* Given exercise *
Decide whether each statement agrees with the echo cancelling claim below. Answer yes or no and quote the words that settle it. 1. Each bandlimited loudspeaker signal covers roughly the same frequencies as a matching bandlimited microphone signal. 2. A single signal splitter separates both the microphone signal and the loudspeaker signal. 3. The signal clipper amplifies the first bandlimited echo corrected microphone signal when that signal comes mostly from acoustic feedback.

* Extract to read *
* Start *

1. An echo cancelling device for reducing the 
effects of acoustic feedback between a loudspeaker and 
microphone in a communication system, comprising: 

a first signal splitter for separating a 
microphone signal into a plurality of bandlimited 
microphone signals, 

a second signal splitter for separating a 
loudspeaker signal into a plurality of bandlimited 
loudspeaker signals, the band of frequencies of each 
bandlimited loudspeaker signal being approximately the 
same as the band of frequencies of a corresponding 
bandlimited microphone signal, 

a plurality of band echo estimators, each band 
echo estimator for generating an echo estimation signal 
for a bandlimited loudspeaker signal, said echo 
estimation signal representing an approximation of the 
acoustic feedback of said bandlimited loudspeaker signal 
into a corresponding bandlimited microphone signal, 

at least one subtractor for subtracting an echo 
estimation signal from a bandlimited microphone signal of 
the same frequency band as the echo estimation signal to 
produce a bandlimited echo corrected microphone signal, 

means for estimating whether a first 
bandlimited echo corrected microphone signal is 
substantially derived from acoustic feedback between said 
loudspeaker and said microphone, and 

at least one signal clipper for attenuating 
said first bandlimited echo corrected microphone signal 
during periods of time during which said first 
bandlimited echo corrected microphone signal is 
substantially derived from acoustic feedback between said 
loudspeaker and microphone.

* End *

* Material provided *
* Start *

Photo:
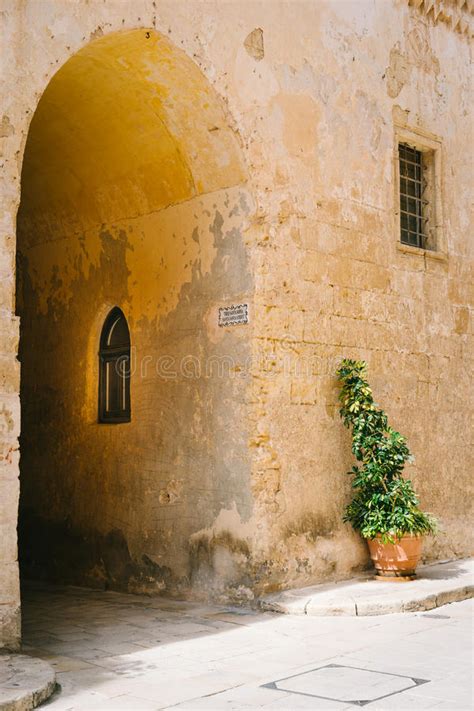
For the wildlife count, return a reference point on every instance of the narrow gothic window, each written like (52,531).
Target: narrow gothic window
(114,369)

* End *

* Task output *
1. Yes: "the band of frequencies of each bandlimited loudspeaker signal being approximately the same as the band of frequencies of a corresponding bandlimited microphone signal"
2. No: "a first signal splitter for separating a microphone signal" and "a second signal splitter for separating a loudspeaker signal"
3. No: "at least one signal clipper for attenuating said first bandlimited echo corrected microphone signal"